== Segment start ==

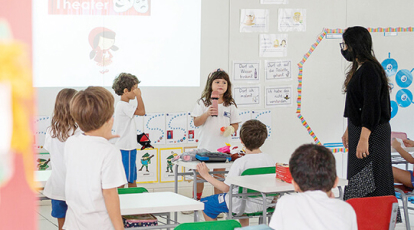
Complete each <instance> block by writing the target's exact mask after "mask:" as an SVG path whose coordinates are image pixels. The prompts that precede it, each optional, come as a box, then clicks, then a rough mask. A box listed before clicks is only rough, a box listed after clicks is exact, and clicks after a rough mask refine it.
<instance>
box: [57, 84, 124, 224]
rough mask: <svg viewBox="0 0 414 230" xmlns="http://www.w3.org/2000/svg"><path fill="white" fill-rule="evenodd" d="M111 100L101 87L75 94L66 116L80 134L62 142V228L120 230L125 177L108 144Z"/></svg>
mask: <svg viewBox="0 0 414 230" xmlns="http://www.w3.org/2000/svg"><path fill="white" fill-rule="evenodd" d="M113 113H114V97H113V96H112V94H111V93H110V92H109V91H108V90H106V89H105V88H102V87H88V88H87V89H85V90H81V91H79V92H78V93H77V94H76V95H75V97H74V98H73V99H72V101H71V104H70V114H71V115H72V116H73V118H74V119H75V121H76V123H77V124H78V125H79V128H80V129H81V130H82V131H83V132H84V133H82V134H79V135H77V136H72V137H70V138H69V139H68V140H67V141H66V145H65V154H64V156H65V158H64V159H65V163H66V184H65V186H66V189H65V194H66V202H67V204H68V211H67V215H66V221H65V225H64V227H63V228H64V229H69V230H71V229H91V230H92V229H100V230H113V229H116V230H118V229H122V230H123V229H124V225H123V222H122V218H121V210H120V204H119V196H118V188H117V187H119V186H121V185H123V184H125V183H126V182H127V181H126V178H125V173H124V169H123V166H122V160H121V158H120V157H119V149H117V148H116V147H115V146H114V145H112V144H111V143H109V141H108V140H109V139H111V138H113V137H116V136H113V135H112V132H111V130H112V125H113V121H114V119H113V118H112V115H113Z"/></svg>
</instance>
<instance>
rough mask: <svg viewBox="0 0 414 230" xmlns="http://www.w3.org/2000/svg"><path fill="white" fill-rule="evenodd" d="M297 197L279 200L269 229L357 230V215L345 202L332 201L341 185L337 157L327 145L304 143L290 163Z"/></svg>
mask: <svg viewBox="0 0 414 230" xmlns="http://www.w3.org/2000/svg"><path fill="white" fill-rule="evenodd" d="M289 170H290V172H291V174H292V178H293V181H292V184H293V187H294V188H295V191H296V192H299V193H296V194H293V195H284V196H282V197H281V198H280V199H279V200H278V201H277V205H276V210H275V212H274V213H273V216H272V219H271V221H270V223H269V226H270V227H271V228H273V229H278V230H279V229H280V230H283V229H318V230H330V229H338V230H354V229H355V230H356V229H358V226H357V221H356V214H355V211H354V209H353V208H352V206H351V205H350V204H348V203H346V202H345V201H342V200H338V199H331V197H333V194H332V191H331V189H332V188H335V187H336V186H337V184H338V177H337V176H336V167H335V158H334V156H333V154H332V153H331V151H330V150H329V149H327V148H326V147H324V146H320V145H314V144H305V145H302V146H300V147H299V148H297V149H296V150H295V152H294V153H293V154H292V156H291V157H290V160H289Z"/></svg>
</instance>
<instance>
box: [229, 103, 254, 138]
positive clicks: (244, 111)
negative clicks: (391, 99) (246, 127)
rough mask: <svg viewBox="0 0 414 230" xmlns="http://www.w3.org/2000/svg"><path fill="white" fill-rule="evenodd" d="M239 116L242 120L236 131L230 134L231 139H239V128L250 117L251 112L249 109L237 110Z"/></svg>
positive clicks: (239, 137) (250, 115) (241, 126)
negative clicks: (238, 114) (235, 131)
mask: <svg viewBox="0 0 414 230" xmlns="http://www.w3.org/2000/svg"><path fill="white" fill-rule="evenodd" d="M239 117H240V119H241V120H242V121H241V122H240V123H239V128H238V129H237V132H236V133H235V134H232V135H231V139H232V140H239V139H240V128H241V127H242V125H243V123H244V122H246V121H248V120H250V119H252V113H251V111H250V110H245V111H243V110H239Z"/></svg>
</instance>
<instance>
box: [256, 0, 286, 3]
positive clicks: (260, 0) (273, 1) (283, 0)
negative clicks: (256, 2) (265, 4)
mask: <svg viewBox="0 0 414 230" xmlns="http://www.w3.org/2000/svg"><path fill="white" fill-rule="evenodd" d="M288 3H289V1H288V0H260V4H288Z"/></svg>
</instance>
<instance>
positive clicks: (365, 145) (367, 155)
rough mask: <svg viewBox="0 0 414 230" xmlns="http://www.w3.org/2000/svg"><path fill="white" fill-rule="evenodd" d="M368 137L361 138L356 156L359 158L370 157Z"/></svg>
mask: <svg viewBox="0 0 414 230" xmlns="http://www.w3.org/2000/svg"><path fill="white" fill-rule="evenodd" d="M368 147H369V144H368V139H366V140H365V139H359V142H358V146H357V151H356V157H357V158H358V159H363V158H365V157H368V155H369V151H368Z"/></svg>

== Segment end ==
== Segment start ==

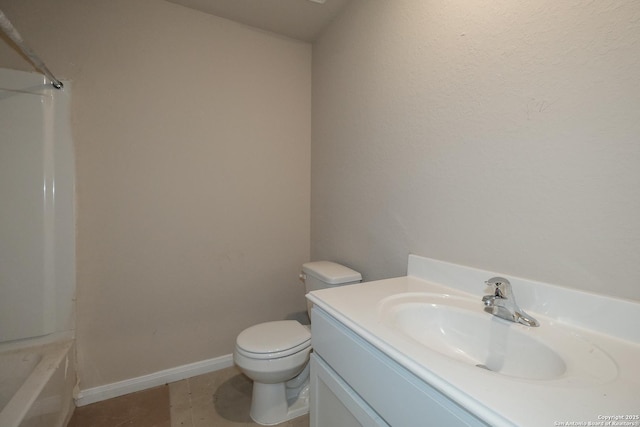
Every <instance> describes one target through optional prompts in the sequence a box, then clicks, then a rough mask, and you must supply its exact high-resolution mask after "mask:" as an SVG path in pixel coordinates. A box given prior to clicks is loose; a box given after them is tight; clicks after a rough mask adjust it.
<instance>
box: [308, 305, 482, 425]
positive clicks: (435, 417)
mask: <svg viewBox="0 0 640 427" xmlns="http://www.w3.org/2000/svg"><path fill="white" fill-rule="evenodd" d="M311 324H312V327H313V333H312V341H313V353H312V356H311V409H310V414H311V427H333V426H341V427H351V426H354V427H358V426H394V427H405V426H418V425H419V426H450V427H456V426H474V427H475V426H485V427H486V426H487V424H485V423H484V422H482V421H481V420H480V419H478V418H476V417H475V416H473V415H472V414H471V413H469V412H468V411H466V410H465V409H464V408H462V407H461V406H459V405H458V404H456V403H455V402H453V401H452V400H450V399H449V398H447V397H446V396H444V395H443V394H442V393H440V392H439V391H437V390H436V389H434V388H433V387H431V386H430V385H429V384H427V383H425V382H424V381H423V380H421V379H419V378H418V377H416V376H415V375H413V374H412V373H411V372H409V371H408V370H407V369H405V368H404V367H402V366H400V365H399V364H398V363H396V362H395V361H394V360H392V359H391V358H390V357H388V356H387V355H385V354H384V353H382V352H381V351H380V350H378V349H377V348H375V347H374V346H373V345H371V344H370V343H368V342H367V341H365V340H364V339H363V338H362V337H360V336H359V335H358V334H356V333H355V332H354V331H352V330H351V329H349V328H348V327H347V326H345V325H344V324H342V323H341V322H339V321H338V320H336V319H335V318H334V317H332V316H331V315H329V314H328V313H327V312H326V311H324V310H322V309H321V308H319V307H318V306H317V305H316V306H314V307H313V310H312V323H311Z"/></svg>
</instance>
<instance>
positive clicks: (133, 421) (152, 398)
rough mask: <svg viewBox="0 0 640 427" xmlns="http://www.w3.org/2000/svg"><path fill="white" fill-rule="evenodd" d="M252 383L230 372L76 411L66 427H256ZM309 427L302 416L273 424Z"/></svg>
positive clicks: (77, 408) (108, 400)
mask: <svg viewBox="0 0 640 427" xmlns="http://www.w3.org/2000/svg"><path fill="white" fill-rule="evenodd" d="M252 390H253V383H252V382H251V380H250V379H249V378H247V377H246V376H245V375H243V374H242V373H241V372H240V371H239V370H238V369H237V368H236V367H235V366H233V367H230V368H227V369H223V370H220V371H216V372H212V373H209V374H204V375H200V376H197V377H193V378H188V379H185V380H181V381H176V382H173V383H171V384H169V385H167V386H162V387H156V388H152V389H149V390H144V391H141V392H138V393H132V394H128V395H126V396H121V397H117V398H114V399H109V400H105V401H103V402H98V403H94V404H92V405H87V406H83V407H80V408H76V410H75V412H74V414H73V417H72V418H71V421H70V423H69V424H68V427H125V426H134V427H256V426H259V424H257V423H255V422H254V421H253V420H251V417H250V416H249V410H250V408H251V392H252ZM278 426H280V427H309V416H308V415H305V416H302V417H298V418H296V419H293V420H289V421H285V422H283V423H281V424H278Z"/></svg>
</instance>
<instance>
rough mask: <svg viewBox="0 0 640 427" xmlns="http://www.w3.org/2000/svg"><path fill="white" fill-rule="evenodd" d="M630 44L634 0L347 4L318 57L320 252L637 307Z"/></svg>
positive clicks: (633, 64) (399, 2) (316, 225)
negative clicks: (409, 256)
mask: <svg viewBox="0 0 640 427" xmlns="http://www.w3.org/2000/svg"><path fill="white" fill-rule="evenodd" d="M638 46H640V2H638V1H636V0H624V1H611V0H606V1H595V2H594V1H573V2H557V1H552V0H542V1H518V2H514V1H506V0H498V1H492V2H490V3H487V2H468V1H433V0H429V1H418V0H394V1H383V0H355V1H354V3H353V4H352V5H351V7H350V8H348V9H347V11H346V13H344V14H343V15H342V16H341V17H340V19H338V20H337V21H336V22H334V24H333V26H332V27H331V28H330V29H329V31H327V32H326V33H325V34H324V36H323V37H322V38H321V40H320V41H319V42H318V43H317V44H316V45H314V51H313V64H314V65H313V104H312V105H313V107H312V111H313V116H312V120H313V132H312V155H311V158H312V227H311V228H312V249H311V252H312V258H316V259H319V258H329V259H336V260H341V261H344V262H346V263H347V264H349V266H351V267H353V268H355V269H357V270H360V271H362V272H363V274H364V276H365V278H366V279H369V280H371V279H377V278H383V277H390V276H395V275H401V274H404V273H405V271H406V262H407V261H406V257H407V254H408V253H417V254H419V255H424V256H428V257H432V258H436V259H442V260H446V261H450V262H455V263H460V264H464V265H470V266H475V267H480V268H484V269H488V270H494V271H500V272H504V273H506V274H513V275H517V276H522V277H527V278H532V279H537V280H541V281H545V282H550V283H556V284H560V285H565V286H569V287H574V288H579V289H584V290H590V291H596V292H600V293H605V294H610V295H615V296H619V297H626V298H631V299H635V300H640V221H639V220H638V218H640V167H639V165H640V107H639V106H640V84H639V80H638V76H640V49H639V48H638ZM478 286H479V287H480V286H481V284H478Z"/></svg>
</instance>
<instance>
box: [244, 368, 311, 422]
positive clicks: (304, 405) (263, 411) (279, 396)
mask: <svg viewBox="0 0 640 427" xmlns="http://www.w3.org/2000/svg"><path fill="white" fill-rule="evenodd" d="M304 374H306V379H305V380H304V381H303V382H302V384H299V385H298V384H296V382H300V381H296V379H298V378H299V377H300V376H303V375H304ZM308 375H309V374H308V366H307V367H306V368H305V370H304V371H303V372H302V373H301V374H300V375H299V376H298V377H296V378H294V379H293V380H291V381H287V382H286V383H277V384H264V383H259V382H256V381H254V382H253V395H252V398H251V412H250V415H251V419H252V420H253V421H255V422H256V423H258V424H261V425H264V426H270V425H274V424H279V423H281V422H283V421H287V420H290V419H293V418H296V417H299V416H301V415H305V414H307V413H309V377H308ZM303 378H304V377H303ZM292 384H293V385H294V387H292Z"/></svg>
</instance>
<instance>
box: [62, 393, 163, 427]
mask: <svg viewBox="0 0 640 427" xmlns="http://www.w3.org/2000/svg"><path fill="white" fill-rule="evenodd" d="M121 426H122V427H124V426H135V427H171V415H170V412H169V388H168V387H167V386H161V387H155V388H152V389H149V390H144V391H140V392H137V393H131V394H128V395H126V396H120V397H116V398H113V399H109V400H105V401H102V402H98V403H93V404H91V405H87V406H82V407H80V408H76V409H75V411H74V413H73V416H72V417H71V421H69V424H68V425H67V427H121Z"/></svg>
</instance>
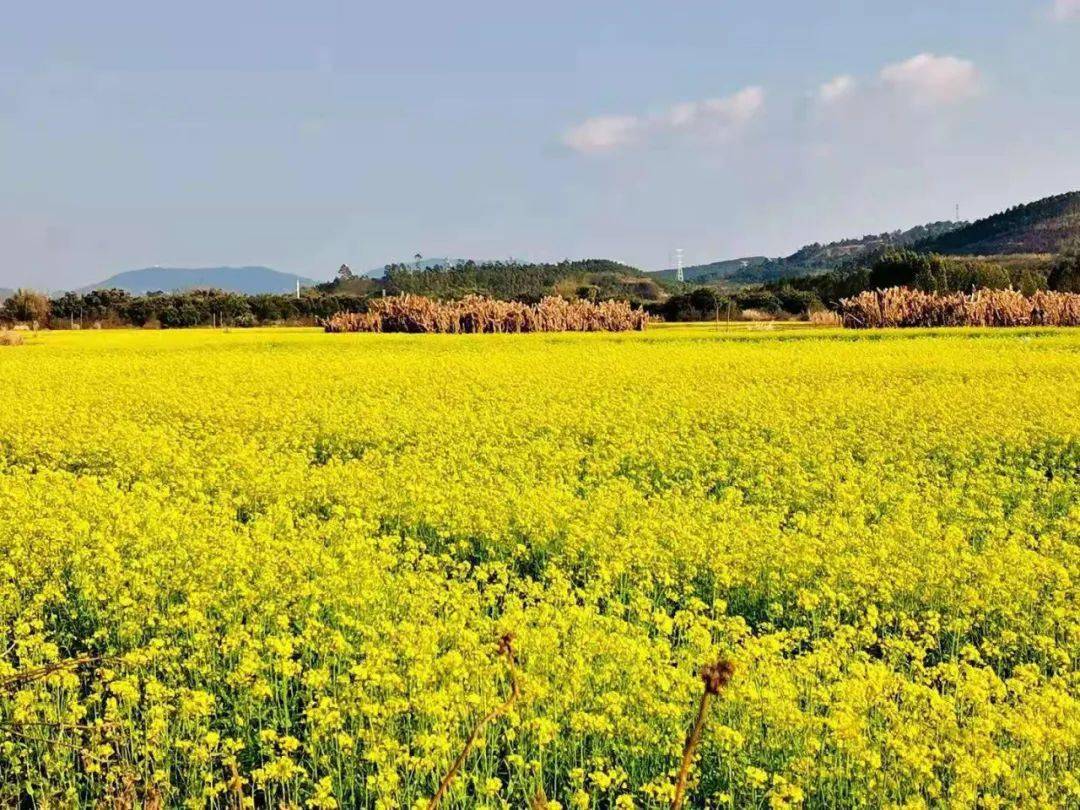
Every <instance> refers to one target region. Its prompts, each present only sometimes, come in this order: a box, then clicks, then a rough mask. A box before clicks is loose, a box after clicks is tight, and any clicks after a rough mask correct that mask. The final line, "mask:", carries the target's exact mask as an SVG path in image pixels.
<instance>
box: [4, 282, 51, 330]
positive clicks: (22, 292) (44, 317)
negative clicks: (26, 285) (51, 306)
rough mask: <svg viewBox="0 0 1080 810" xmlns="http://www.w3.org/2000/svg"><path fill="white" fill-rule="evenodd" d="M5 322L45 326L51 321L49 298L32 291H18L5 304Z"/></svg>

== Segment end ==
== Segment start ==

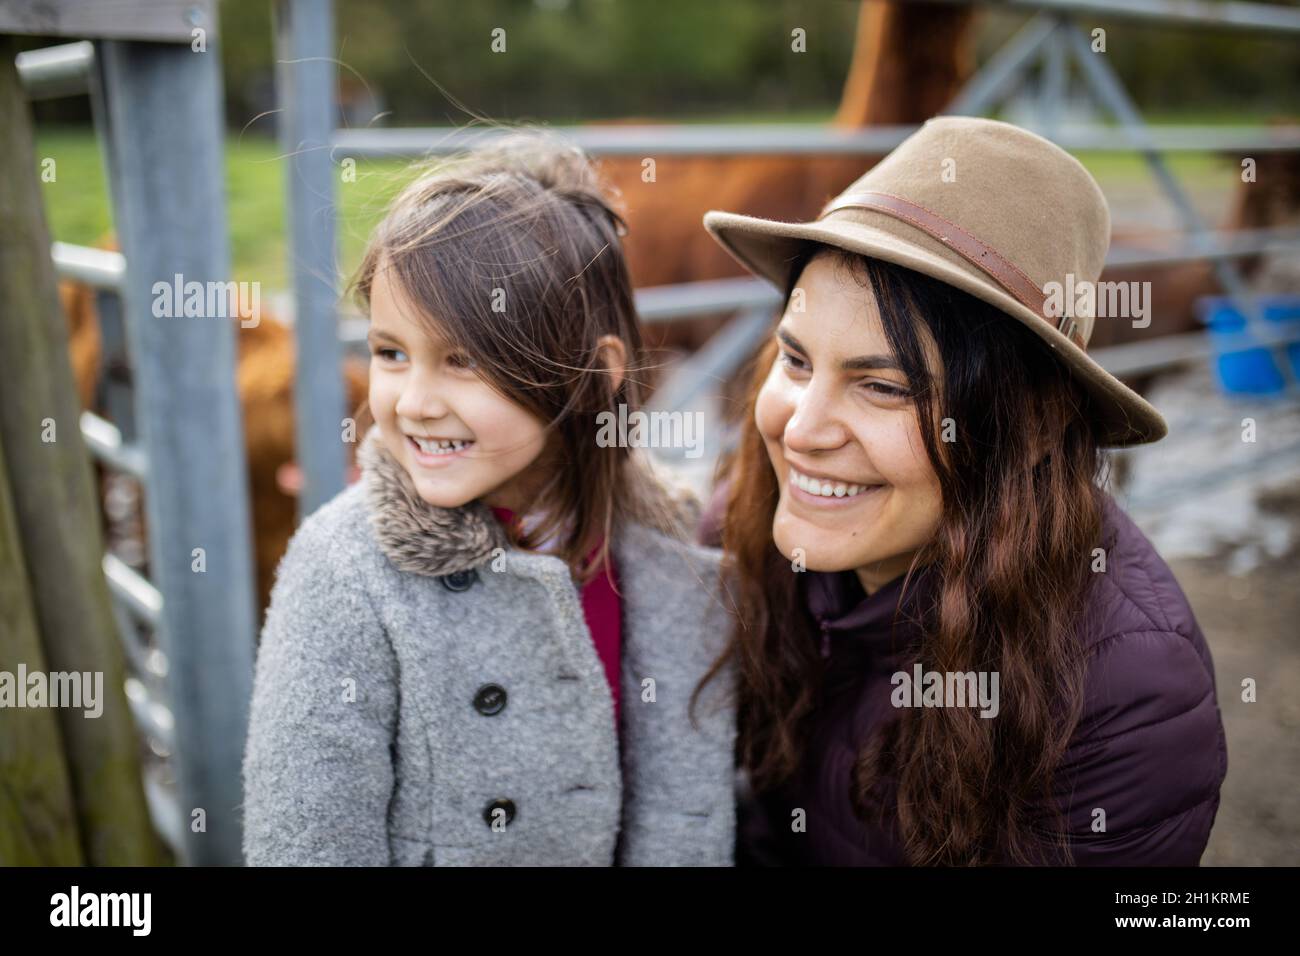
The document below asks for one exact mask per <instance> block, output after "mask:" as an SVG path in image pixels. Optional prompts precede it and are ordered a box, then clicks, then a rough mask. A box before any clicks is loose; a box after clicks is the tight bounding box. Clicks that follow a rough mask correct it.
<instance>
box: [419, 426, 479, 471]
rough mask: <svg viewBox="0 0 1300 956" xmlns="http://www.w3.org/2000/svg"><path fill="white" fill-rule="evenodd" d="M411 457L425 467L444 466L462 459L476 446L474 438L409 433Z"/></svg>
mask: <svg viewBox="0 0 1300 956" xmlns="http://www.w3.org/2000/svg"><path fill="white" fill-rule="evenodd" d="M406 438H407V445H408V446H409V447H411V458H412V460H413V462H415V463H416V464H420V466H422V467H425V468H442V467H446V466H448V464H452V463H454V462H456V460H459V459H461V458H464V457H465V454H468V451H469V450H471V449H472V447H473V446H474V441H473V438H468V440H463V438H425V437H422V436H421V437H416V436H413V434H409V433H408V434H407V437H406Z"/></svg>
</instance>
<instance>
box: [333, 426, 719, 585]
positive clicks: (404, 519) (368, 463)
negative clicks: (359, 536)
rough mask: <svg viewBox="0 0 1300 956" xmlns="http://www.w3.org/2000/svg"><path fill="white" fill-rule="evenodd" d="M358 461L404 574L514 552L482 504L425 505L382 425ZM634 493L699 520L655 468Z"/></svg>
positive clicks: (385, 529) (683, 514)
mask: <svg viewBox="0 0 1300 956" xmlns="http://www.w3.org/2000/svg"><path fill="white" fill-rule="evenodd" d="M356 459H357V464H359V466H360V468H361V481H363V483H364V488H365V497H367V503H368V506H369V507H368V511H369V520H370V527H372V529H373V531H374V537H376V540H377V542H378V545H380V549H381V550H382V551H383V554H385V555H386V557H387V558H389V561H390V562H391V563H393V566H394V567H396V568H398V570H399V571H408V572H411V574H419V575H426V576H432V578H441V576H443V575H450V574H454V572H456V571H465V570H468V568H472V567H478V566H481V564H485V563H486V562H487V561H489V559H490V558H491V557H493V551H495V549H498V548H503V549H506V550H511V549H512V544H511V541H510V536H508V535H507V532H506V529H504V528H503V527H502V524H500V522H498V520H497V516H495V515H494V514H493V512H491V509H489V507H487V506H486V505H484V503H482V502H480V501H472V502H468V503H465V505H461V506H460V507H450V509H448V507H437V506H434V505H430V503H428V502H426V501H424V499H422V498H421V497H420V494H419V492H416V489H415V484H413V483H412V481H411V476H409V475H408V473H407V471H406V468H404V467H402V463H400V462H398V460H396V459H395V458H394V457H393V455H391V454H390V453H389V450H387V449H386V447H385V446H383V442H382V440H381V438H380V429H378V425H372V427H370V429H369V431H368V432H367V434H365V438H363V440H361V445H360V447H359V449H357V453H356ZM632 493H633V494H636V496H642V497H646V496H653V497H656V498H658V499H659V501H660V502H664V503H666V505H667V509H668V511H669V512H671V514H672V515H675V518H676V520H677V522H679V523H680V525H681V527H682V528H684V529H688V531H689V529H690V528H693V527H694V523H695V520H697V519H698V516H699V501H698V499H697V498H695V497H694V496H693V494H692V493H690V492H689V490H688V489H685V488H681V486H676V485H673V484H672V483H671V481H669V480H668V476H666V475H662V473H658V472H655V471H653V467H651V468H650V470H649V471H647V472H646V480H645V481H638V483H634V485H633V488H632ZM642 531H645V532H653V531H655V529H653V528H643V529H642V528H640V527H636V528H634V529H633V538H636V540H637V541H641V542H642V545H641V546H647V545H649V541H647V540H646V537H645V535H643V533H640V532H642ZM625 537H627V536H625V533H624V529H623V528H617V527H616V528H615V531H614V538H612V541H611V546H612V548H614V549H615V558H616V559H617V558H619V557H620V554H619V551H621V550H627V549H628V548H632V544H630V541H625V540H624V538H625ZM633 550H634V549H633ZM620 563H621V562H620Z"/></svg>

== Segment end ==

Exercise description:
Starting with the line with "box: [4, 282, 51, 330]" above and going on through the line with "322L45 326L51 321L49", transcribe every line exactly, both ends included, and add nothing.

Exercise result:
box: [4, 282, 51, 330]
positive clicks: (22, 292) (44, 317)
negative clicks: (26, 285) (51, 306)
rough mask: <svg viewBox="0 0 1080 810" xmlns="http://www.w3.org/2000/svg"><path fill="white" fill-rule="evenodd" d="M5 322L45 326L51 321L49 298L32 291H18L5 304Z"/></svg>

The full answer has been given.